> Problem description
Where does the word "flower" show up in the records? Copy every line that has it.

--------------------

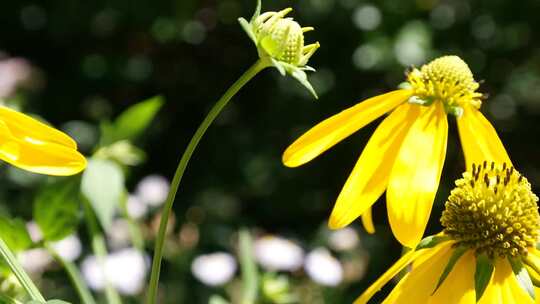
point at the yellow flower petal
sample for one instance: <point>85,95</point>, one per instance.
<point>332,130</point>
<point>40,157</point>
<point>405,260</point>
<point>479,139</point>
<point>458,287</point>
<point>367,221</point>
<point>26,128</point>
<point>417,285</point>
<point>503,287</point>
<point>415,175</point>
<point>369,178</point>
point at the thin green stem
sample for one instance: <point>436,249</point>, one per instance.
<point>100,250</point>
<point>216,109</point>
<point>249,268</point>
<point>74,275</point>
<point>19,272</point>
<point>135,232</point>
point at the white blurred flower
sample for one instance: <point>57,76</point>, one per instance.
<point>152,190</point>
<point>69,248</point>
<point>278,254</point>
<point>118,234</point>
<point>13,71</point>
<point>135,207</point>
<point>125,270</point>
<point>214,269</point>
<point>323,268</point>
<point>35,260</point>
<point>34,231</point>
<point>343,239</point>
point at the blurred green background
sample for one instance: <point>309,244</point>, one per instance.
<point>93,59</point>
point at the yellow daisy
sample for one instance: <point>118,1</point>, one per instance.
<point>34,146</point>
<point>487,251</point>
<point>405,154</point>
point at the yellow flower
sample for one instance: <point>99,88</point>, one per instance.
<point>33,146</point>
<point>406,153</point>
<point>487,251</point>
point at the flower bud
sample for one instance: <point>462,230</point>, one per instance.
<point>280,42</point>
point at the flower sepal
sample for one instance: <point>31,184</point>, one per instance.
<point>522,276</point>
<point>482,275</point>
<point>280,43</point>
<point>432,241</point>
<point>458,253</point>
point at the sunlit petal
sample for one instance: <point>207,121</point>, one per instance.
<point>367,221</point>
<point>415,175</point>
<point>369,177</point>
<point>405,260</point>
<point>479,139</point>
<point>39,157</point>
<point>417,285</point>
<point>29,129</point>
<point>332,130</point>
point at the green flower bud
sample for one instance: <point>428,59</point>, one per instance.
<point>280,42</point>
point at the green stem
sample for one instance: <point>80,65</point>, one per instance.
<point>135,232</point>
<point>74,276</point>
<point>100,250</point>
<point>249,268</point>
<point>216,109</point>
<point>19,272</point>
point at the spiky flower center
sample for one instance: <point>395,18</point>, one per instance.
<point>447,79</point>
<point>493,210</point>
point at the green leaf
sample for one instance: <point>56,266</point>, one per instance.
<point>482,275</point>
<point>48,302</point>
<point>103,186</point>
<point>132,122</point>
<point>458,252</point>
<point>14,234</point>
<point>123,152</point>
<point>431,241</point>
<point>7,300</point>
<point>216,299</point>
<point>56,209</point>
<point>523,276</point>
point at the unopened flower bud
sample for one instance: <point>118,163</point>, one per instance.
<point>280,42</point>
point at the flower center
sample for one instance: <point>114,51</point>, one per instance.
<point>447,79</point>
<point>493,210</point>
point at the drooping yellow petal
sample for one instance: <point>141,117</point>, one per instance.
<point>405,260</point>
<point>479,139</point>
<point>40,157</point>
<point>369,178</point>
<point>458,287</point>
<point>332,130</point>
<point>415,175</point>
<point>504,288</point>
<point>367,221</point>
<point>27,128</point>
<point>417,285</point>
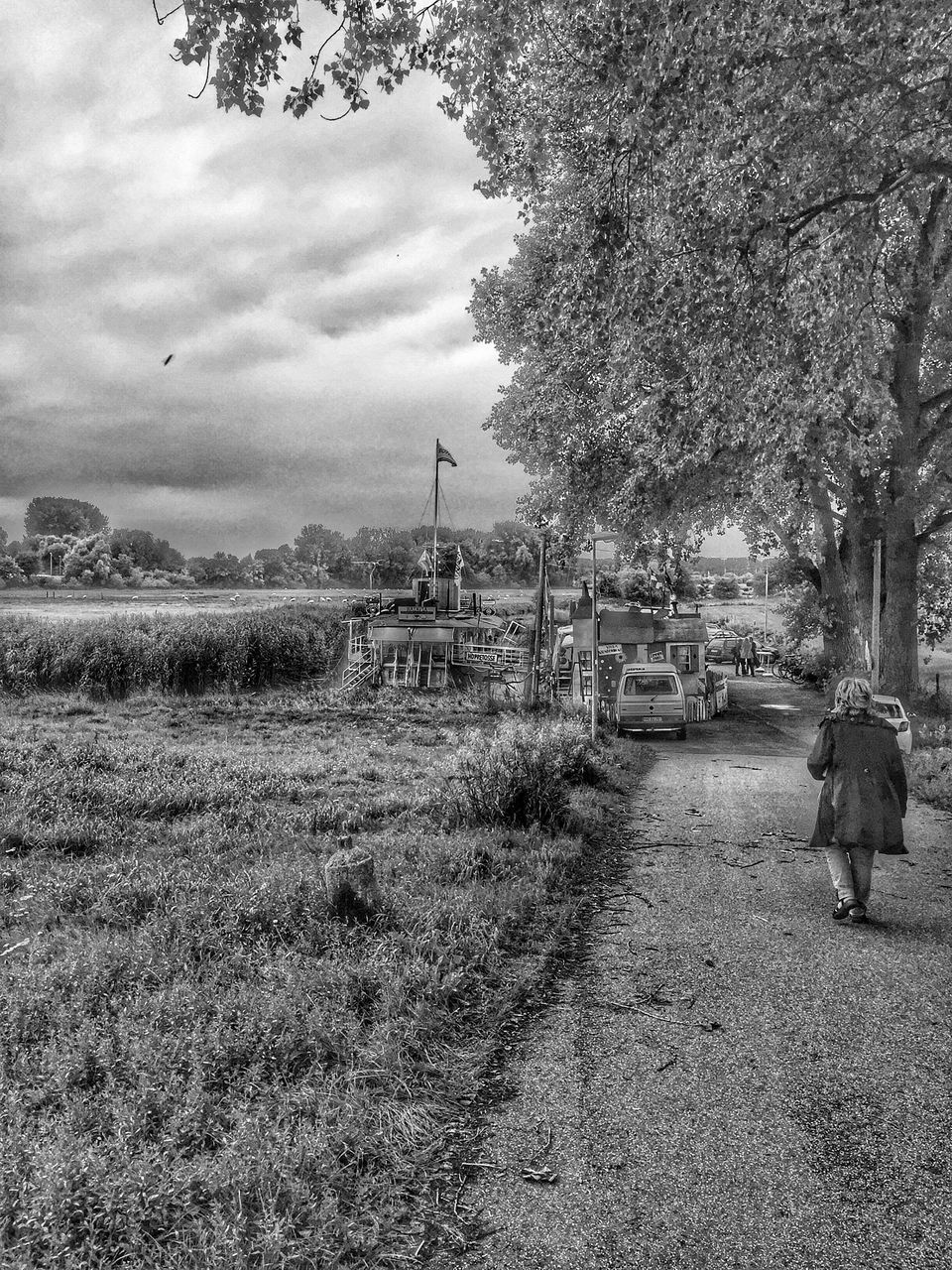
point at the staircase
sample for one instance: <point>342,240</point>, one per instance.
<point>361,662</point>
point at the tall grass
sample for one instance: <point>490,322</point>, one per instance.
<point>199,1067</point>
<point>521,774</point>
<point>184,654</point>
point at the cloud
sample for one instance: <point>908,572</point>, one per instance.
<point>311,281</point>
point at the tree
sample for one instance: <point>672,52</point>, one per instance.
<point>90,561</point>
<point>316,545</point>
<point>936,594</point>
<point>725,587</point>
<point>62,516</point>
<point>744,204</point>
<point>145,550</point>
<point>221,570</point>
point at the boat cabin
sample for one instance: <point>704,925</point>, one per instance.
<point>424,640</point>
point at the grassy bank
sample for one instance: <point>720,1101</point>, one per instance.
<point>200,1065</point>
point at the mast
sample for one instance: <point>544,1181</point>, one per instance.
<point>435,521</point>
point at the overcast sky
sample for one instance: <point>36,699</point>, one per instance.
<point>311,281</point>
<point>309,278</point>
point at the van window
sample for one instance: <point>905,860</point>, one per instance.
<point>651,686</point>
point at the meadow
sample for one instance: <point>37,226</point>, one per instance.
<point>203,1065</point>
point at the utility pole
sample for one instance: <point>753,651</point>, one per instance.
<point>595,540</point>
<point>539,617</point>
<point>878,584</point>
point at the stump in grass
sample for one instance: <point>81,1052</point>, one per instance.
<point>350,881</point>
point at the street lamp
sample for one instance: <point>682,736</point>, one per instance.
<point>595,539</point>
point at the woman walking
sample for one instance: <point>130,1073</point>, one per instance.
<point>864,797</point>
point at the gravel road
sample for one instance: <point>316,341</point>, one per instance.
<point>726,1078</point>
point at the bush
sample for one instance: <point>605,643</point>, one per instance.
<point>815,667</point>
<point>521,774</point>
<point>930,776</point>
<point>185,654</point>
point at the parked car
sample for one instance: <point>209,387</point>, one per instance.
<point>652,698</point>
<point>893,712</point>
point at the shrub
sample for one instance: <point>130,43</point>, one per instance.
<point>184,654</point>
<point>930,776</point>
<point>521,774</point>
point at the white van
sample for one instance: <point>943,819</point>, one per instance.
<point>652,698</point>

--------------------

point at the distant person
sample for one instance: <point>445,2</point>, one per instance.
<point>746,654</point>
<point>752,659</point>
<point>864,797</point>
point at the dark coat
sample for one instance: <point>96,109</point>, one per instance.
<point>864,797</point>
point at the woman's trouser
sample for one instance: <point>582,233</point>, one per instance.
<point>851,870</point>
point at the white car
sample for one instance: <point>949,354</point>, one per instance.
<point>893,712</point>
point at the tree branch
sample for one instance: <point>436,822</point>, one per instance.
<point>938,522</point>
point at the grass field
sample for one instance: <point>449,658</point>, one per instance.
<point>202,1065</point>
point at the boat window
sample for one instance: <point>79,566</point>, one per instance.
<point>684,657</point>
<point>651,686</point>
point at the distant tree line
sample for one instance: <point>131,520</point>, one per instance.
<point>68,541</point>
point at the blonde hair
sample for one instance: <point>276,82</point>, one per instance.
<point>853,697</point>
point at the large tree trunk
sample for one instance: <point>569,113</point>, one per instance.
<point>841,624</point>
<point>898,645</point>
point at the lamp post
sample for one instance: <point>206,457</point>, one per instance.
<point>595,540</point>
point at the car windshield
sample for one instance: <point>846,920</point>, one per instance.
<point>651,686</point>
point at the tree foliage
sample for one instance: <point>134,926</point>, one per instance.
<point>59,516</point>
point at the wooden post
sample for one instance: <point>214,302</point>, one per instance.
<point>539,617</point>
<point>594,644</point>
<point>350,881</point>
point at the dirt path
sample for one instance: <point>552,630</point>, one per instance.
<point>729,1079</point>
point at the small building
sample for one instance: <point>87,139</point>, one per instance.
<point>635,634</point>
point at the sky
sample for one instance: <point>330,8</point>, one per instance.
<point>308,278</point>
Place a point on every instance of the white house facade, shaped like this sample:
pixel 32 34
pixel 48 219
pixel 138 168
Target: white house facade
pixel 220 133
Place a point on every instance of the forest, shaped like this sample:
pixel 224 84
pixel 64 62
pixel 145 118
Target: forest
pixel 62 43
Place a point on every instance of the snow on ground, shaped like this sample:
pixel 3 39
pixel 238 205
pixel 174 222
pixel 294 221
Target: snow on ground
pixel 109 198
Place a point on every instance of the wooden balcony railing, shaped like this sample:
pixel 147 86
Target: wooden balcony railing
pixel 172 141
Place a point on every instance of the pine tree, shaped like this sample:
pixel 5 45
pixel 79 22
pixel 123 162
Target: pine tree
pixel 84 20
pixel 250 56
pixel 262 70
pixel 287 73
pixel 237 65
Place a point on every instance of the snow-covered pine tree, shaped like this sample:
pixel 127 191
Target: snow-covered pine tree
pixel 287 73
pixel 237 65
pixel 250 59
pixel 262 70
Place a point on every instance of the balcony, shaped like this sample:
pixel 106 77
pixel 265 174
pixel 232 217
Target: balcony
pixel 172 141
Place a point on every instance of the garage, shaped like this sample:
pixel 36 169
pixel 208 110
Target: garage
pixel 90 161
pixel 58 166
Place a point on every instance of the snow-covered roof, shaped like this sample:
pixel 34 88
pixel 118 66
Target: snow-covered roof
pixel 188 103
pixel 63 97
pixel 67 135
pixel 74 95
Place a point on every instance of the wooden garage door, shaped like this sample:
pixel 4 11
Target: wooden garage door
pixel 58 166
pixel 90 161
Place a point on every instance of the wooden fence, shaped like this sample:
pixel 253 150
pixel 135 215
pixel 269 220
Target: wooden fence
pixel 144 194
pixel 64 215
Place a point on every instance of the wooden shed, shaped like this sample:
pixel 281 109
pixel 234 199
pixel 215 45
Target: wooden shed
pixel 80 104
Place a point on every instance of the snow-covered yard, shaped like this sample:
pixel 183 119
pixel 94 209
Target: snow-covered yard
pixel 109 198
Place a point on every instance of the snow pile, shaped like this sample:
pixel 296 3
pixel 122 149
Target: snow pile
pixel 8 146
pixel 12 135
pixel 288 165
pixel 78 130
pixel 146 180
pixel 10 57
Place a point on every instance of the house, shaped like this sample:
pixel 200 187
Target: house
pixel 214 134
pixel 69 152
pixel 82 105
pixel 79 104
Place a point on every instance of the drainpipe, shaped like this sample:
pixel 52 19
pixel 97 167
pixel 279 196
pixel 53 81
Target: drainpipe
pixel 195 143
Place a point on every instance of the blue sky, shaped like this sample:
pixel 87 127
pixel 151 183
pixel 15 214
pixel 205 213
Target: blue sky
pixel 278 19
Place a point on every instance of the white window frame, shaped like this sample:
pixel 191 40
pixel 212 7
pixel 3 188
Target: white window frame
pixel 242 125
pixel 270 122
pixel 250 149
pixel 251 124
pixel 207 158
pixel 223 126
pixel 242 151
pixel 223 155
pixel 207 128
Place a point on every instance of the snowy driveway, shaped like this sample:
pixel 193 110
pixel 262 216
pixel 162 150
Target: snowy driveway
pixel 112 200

--------------------

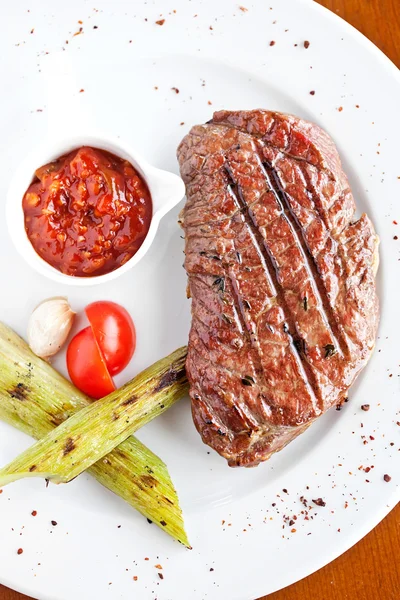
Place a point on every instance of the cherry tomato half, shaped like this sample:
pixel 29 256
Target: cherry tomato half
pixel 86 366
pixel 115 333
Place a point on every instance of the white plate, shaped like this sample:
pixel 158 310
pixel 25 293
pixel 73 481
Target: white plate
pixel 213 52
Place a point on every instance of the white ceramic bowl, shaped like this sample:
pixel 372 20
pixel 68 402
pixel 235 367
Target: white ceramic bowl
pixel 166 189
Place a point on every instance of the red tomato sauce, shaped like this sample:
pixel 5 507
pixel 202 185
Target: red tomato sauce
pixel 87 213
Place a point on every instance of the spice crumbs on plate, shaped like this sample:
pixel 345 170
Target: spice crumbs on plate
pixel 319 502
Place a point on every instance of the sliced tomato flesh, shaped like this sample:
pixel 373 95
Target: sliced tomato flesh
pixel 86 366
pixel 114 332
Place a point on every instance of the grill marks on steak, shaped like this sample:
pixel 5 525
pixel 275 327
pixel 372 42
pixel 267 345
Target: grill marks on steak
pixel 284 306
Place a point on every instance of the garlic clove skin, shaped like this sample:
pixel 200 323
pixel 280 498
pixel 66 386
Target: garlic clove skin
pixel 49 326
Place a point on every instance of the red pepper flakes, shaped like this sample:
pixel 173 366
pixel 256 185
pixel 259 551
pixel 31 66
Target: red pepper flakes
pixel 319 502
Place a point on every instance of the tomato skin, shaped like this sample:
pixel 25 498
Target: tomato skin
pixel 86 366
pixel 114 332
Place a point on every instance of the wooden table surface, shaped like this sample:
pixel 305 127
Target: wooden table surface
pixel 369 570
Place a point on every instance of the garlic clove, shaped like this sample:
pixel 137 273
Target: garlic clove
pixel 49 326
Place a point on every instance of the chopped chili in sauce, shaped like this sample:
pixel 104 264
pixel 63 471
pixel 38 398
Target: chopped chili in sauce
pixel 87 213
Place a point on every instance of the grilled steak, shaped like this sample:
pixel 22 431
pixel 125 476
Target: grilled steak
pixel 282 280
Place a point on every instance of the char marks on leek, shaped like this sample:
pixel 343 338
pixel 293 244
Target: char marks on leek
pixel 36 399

--------------------

> Response below
point at the yellow flower petal
point at the white blurred flower
point at the yellow flower
point at the flower bud
point at the flower sepal
point at the green flower bud
point at the spiky flower center
point at the unopened flower bud
point at the flower center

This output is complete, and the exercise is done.